__Fragmento del documento__:
Pero esas prácticas naturales y comunitarias fueron reemplazadas por otras agresivas, que hoy son claramente definidas como violencia obstétrica: posición horizontal forzada, mesas de parto con incómodos portapiernas, enemas, rasurado de vello genital, episiotomías, uso exagerado de medicamentos y procedimientos, cesáreas innecesarias que ven el negocio y la comodidad del obstetra antes que los procesos naturales y los derechos de la mujer y el recién nacido. Muchas de esas prácticas de violencia obstétrica, fueron -sin embargo- avaladas durante décadas por estudios científicos publicados en revistas indexadas de prestigio.

Martha Arotingo, una partera kichwa ecuatoriana, señala que el parto con partera tradicional, con todas las barreras y condiciones adversas que rodean su ejercicio, resulta ser sobre todo un acto político de resistencia.

Se podría mencionar otros ejemplos, como las prácticas ancestrales que garantizaron alimentación saludable y soberana durante siglos, y que están siendo sustituidos agresivamente por la agroindustria, los agrotóxicos, la ganadería a gran escala y la industria de alimentos ultraprocesados. Pero no pretendo referirme con detenimiento a ello en esta ocasión. El hecho es que el capitalismo ha justificado con supuestos científicos y tecnológicos de productividad, inocuidad y calidad (en realidad de acumulación), la aniquilación de las bases de una alimentación saludable. La emergencia de las pandemias de obesidad y de enfermedades no transmisibles como diabetes, cardiovasculares y algunos tumores malignos, constituye un indicador de la voracidad empresarial que pretende extinguir formas comunitarias de alimentación. En buena hora, los saberes populares son los que ahora permiten consolidar un robusto movimiento por la agroecología y la soberanía alimentaria, columna fundamental del cuidado de la salud y la vida de los seres humanos y el planeta, de otro mundo posible.

__Material entregado__:

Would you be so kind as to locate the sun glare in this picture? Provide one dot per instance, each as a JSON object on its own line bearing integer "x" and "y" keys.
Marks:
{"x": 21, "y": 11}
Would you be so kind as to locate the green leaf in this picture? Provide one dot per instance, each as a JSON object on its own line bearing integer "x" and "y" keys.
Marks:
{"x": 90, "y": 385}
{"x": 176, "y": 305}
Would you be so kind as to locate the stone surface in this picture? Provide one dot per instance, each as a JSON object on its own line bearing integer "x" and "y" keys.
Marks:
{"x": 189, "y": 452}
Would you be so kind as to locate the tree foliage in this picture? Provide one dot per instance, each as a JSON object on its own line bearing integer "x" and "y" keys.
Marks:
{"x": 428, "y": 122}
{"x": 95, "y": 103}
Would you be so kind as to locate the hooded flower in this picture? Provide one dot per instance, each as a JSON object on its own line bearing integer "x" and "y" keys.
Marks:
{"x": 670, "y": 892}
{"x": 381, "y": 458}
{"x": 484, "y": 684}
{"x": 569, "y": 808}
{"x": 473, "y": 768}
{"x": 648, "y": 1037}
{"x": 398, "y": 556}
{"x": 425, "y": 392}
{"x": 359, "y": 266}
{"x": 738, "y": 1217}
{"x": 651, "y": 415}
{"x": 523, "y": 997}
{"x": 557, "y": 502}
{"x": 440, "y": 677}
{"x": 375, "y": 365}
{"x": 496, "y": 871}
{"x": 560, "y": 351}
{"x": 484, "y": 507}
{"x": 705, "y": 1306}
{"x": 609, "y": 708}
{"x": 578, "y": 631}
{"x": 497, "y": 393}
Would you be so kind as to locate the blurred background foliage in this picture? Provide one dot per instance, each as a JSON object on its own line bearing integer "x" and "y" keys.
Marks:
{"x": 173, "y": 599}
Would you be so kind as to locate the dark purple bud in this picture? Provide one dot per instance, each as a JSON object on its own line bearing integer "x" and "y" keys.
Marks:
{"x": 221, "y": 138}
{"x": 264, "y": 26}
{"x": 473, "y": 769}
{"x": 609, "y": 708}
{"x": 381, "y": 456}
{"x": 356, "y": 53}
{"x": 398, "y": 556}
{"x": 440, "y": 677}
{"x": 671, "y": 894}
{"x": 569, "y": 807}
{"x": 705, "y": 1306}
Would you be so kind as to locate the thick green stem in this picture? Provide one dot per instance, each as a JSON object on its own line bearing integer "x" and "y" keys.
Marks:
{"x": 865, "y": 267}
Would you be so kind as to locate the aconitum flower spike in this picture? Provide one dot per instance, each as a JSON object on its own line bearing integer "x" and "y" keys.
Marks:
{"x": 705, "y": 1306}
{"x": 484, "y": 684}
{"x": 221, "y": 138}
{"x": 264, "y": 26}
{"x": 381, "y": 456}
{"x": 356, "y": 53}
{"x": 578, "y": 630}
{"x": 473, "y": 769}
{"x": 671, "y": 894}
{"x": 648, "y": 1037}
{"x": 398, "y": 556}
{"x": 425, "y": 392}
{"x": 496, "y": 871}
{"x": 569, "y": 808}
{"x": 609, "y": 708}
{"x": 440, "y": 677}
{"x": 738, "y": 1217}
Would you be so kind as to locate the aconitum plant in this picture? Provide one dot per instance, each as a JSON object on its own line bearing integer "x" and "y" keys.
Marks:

__Trabajo requerido__:
Según el fragmento del documento, ¿qué es sobre todo el parto con partera tradicional para Martha Arotingo?

__Espacio de respuesta__:
Un acto político de resistencia.